▶ **Pointing dataset excerpts**:

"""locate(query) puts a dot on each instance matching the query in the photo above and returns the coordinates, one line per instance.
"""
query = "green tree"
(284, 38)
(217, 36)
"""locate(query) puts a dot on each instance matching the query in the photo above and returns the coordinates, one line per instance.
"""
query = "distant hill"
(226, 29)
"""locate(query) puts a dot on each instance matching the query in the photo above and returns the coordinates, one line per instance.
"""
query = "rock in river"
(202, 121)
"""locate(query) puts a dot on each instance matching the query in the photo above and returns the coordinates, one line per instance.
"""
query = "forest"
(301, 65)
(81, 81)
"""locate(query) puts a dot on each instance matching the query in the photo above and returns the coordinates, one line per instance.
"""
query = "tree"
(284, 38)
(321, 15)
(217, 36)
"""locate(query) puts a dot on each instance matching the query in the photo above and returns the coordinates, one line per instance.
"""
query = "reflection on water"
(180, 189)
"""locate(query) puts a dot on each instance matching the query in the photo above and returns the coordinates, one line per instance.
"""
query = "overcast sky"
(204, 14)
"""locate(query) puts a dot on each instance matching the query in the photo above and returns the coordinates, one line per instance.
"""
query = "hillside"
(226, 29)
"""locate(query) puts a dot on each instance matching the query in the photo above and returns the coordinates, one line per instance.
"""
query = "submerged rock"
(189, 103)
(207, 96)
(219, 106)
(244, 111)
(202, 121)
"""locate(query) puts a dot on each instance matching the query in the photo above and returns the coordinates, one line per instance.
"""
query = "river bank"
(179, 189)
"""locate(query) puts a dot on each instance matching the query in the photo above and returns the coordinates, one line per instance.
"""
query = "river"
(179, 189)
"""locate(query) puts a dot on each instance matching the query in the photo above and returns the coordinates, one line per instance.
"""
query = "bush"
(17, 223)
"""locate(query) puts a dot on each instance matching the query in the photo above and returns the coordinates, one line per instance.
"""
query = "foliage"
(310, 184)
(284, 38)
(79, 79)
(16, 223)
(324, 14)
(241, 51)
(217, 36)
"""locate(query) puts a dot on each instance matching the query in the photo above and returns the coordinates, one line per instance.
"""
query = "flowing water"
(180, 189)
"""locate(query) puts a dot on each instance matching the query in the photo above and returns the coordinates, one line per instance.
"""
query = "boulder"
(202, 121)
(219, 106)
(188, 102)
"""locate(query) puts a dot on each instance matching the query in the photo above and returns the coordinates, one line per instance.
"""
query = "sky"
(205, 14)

▶ **GIVEN EXERCISE**:
Transcribe all the entries, keeping each one exactly as it is.

▶ **OUTPUT FOR THIS TASK**:
"""locate(query) puts a dot on each instance matching the query in the photo above and returns the coordinates, one line per instance.
"""
query = "green tree"
(284, 38)
(217, 36)
"""locate(query) puts a dot on each instance matching the query in the photo above and returns the coordinates, one line per instance.
"""
query = "distant hill"
(226, 29)
"""locate(query) puts a dot on each instance matching the query in the photo above and returns the coordinates, one line per instance.
"""
query = "rock in river"
(202, 121)
"""locate(query) puts a dot on each instance matching the query in the photo above and returns the coordinates, one line per instance.
"""
query = "forest"
(301, 65)
(81, 81)
"""locate(query) puts a dot on each instance matching the query in the photo above and returns the coordinates, one line per instance.
"""
query = "tree"
(284, 38)
(321, 15)
(217, 36)
"""locate(query) puts a dot on each instance matching the query in the photo above and returns the coordinates, one line per instance.
"""
query = "reflection on water"
(180, 189)
"""locate(query) puts a dot on each instance matching the query in the photo above and returns the coordinates, one line per instance.
"""
query = "overcast sky"
(204, 14)
"""locate(query) puts a dot on each instance matching the query in the photo above and returns the coordinates, one line per instance.
"""
query = "hillside"
(226, 29)
"""locate(query) puts a dot on each instance matching the query in the photo above and returns the coordinates, one line per instance.
"""
query = "submerged rock"
(189, 103)
(207, 96)
(219, 106)
(244, 111)
(202, 121)
"""locate(query) puts a dot on each instance matching the query in the photo above and returns the coordinates, one line per instance.
"""
query = "river bank"
(179, 189)
"""locate(query) puts a dot on each instance matching the query in the photo above and returns the coordinates, one line per instance.
"""
query = "river"
(179, 189)
"""locate(query) puts a dot on each instance matching the query in the photo above and returns the coordinates, one line per instance.
"""
query = "bush"
(17, 223)
"""locate(query) puts a dot on each instance matching the query in the photo above and returns the coordinates, one line per instance.
"""
query = "foliage"
(310, 184)
(284, 38)
(79, 79)
(16, 223)
(324, 14)
(241, 51)
(217, 36)
"""locate(query) puts a dot on each instance matching the query in the photo above and returns the coordinates, one line per instance.
"""
query = "flowing water"
(180, 189)
"""locate(query) puts a dot on each instance matching the query in the photo above and returns the coordinates, one line per instance.
"""
query = "boulder"
(202, 121)
(219, 106)
(188, 102)
"""locate(query) puts a dot on each instance matching the query in the photo above and returns the coordinates, one line per instance.
"""
query = "sky"
(205, 14)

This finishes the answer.